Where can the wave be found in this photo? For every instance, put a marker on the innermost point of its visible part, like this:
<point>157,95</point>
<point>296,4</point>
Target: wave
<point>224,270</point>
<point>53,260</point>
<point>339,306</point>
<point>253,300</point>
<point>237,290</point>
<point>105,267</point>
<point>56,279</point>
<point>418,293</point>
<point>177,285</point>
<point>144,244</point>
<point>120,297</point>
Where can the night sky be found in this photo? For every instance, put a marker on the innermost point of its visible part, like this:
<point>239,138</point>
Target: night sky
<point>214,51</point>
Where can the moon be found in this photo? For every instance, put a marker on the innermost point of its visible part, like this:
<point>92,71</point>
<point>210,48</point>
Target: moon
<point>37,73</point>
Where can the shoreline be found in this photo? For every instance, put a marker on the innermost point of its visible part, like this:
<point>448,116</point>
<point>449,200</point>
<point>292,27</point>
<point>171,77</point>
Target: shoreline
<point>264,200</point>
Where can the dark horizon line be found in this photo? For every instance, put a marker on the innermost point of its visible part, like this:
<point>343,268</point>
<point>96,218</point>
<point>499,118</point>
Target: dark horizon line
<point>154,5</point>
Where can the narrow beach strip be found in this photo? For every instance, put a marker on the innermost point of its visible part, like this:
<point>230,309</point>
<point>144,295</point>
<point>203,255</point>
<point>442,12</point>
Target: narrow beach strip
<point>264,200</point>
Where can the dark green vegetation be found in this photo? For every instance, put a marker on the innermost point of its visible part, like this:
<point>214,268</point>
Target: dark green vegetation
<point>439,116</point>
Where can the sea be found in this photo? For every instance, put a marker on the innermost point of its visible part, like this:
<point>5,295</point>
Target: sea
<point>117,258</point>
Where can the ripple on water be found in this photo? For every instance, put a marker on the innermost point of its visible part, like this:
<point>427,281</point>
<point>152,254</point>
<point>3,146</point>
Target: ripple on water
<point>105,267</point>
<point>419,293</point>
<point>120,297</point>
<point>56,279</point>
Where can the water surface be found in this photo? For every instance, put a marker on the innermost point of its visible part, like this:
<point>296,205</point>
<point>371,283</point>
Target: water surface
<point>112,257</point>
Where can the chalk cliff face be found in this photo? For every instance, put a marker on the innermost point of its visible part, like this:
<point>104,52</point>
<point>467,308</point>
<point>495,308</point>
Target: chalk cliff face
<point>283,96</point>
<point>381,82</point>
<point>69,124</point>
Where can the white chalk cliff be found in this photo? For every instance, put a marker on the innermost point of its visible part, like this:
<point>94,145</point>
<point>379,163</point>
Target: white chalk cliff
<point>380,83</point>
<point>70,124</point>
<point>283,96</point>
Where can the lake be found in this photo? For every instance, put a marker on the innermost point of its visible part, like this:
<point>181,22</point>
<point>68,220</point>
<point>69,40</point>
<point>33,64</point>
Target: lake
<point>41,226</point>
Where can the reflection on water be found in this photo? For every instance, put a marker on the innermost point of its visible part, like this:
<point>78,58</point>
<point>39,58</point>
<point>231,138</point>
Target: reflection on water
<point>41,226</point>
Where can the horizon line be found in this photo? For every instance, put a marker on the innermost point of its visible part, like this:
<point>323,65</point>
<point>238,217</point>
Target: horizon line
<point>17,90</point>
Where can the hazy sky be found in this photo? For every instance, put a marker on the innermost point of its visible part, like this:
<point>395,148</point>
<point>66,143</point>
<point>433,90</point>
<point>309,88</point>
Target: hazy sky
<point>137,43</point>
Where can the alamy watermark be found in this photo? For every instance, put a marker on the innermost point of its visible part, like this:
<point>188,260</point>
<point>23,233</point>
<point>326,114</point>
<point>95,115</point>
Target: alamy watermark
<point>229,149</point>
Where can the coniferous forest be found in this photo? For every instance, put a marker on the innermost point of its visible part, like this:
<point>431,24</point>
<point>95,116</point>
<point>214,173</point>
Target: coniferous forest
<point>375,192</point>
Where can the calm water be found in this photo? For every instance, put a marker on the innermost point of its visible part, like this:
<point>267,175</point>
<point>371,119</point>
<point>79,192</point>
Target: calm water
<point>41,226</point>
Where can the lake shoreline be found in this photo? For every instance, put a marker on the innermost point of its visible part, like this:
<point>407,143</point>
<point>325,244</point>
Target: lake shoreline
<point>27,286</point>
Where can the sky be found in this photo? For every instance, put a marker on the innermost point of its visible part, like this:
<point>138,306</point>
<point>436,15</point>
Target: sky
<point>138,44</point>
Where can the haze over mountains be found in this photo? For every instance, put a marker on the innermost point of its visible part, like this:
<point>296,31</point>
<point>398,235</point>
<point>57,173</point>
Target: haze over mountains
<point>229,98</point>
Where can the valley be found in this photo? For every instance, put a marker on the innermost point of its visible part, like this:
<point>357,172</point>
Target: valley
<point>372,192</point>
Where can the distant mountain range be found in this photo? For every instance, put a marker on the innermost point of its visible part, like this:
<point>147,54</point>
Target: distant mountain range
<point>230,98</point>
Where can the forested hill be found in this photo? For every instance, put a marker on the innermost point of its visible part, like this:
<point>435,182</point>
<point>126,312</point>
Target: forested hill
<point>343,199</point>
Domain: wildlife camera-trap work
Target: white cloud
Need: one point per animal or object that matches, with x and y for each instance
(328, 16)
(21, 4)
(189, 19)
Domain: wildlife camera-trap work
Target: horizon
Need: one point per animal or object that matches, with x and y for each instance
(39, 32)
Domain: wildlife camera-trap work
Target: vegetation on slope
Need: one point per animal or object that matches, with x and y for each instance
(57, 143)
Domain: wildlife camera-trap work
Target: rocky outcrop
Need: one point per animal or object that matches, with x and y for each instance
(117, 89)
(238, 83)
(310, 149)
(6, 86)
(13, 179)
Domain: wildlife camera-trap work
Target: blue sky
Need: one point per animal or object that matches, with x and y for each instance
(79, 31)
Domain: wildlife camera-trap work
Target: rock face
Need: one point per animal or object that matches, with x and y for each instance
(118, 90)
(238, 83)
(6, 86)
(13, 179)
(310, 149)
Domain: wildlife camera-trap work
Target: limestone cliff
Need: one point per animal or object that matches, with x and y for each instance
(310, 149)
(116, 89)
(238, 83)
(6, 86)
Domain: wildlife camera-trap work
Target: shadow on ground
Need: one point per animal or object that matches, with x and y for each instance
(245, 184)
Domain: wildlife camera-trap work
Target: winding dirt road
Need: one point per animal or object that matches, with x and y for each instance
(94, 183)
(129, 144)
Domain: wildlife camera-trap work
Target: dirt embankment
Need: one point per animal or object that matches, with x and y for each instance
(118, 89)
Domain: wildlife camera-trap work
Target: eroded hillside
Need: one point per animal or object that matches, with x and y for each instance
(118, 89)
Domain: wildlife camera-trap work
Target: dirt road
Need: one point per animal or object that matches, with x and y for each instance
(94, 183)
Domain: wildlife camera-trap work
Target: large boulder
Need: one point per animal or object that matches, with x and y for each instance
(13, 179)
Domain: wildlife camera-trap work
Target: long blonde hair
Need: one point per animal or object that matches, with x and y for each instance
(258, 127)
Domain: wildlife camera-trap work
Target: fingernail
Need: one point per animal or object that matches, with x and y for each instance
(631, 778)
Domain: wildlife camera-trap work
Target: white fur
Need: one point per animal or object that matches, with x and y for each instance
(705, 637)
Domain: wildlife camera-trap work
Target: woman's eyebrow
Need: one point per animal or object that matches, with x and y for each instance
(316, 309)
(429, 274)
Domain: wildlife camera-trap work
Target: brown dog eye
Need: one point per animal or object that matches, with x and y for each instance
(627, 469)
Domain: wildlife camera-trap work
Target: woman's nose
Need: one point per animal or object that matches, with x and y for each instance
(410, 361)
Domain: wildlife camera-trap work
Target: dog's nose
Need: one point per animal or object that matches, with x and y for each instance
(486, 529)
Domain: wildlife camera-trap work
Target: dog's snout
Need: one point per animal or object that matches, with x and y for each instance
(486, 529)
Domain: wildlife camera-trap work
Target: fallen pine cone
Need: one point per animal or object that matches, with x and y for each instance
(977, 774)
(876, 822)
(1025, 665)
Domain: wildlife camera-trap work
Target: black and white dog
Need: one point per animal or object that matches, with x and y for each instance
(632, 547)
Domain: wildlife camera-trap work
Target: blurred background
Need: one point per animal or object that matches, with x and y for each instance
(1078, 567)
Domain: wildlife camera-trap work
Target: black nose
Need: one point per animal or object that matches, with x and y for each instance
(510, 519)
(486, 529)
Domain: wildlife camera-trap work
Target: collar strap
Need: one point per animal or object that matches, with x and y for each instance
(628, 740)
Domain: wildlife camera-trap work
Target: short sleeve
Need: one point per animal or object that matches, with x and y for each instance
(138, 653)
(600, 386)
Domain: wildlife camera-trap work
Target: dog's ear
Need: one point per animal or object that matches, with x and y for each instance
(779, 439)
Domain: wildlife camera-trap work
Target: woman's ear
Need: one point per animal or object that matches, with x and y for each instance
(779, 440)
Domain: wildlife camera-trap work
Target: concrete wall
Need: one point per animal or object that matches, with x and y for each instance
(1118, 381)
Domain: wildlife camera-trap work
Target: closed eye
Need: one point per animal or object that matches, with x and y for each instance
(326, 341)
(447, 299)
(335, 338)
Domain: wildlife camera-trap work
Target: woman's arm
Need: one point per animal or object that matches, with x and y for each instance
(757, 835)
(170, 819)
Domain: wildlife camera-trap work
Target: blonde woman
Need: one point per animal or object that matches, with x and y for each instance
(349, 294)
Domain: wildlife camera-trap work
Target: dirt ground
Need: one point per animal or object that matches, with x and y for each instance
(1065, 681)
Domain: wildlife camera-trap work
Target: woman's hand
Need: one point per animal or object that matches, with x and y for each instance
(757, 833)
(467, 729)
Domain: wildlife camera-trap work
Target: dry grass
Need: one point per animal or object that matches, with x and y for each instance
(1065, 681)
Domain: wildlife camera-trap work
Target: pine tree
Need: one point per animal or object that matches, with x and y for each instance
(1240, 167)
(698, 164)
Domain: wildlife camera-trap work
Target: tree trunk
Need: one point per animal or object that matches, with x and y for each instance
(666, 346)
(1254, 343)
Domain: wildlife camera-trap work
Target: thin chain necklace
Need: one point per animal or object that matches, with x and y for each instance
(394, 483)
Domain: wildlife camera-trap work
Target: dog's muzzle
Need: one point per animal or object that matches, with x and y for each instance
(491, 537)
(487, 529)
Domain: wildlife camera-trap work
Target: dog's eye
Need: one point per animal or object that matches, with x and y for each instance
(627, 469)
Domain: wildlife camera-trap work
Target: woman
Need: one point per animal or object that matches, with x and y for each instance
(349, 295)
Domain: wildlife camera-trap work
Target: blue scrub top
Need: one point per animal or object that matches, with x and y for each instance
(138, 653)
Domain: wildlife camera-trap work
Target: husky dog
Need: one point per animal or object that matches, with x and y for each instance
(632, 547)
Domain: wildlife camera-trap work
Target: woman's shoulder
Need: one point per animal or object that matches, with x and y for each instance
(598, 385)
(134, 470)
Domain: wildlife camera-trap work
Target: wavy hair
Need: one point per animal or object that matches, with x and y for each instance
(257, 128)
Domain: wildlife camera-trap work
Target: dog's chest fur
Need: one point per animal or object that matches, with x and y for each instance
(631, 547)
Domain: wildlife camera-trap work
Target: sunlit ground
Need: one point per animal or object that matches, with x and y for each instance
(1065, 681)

PROBLEM TO WORK ON » Could you repeat exactly the lines in the listing above from the one with "Where can the narrow" down to the one with "<point>3,146</point>"? Include both of those lines.

COMPLETED TASK »
Where can the narrow beach strip be found in this photo? For every instance, put a marker on the innermost point of its visible part, like this:
<point>230,309</point>
<point>144,295</point>
<point>203,255</point>
<point>442,12</point>
Target: narrow beach strip
<point>264,200</point>
Where can the dark green vegetation be found in this photo? For every instance, put a marker on the innermost point of its visible part, like this:
<point>214,268</point>
Target: dark green vegetation
<point>439,116</point>
Where can the sea be found in this photo? For every instance, put a marker on the innermost point of its visible part, like this:
<point>5,295</point>
Target: sea
<point>117,258</point>
Where can the ripple on water be found in this photo? For every instance, put a marker on the innermost point of its visible part, like this:
<point>427,281</point>
<point>152,254</point>
<point>3,146</point>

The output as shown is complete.